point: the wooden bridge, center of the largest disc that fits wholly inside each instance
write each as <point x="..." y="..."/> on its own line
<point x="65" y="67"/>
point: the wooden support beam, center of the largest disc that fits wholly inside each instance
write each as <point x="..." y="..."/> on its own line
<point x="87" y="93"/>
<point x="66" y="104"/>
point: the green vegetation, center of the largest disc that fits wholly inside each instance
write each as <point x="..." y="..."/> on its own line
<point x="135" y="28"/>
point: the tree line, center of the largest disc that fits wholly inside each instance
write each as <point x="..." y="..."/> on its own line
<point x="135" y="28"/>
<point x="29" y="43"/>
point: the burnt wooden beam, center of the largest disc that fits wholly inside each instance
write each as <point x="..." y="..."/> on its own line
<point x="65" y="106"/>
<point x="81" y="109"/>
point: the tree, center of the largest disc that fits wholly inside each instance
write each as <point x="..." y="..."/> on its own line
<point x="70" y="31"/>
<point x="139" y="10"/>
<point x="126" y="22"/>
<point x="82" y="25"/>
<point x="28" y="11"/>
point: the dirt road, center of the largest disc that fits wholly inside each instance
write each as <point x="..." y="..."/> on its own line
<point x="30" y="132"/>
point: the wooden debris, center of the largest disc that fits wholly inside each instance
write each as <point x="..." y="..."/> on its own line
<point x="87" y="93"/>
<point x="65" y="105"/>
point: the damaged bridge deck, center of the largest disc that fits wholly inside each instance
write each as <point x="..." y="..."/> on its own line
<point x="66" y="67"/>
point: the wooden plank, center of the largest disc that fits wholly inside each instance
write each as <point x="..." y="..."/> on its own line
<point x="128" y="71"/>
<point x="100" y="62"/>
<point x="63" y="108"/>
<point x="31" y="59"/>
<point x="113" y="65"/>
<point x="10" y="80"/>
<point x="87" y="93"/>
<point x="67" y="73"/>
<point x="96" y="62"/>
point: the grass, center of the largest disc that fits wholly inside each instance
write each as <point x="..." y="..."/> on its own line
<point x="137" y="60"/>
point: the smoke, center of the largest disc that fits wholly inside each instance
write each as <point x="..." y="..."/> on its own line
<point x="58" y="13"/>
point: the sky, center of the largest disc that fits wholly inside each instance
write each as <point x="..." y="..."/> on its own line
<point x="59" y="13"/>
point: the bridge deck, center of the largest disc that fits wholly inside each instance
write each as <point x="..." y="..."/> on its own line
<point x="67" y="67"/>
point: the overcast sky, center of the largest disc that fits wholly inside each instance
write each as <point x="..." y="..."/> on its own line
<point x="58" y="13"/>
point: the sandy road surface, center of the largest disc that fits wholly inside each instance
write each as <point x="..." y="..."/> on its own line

§ Problem details: Each record must be restated word for word, including the last line.

§ Your solution:
point: the wooden bridge, center of the largest disc that fits wholly inside each instance
write each as <point x="..." y="..."/> on its own line
<point x="65" y="67"/>
point: the wooden support beam, center of the largest disc that fits wholly inside each instance
write each as <point x="..." y="..."/> on its own line
<point x="87" y="93"/>
<point x="66" y="104"/>
point: the green vegetation, center of the largest disc that fits wholly inside each instance
write each as <point x="..." y="..."/> on its own line
<point x="135" y="28"/>
point: the tree line, center of the largest disc that fits wholly inside each instance
write each as <point x="..." y="..."/> on its own line
<point x="135" y="28"/>
<point x="29" y="43"/>
point: the burnt wooden beam, center of the largest disc that fits wholly inside each instance
write each as <point x="..." y="..."/> on its own line
<point x="65" y="106"/>
<point x="81" y="109"/>
point: the tree, center of the largest disc that fits wholly inside each instance
write each as <point x="..." y="..."/> on its own line
<point x="70" y="31"/>
<point x="139" y="10"/>
<point x="126" y="22"/>
<point x="82" y="25"/>
<point x="28" y="11"/>
point: the dirt road, center of the largest disc that fits wholly inside each instance
write each as <point x="..." y="..."/> on its own line
<point x="30" y="132"/>
point: the wooden debris, center of the largest disc that fits wholly inside each instance
write each as <point x="..." y="..."/> on its own line
<point x="87" y="93"/>
<point x="65" y="105"/>
point: the damaged bridge deck, center of the largest disc that fits wholly inside each instance
write each as <point x="..." y="..."/> on its own line
<point x="66" y="67"/>
point: the wooden plank, center of the largest disc that fits wholly inside each instance
write each as <point x="..." y="..."/> on its own line
<point x="128" y="71"/>
<point x="100" y="62"/>
<point x="63" y="108"/>
<point x="31" y="59"/>
<point x="113" y="65"/>
<point x="10" y="80"/>
<point x="87" y="93"/>
<point x="67" y="73"/>
<point x="96" y="62"/>
point: the grass, center of the largest disc that fits wholly inside each instance
write each as <point x="..." y="..."/> on its own line
<point x="137" y="60"/>
point: the smoke, center of the largest disc that fits wholly inside each instance
write each as <point x="..." y="..."/> on its own line
<point x="58" y="13"/>
point: the sky, center of the largest disc that fits wholly inside each instance
write each as <point x="..." y="..."/> on its own line
<point x="59" y="13"/>
point: the bridge deck, center of the largest disc that fits wholly inside each instance
write each as <point x="..." y="..."/> on its own line
<point x="67" y="67"/>
point: the overcast sky, center of the largest disc that fits wholly inside each instance
write each as <point x="..." y="..."/> on its own line
<point x="58" y="13"/>
point: the sandy road surface, center of the largest disc that fits wholly inside each instance
write each as <point x="..." y="..."/> on its own line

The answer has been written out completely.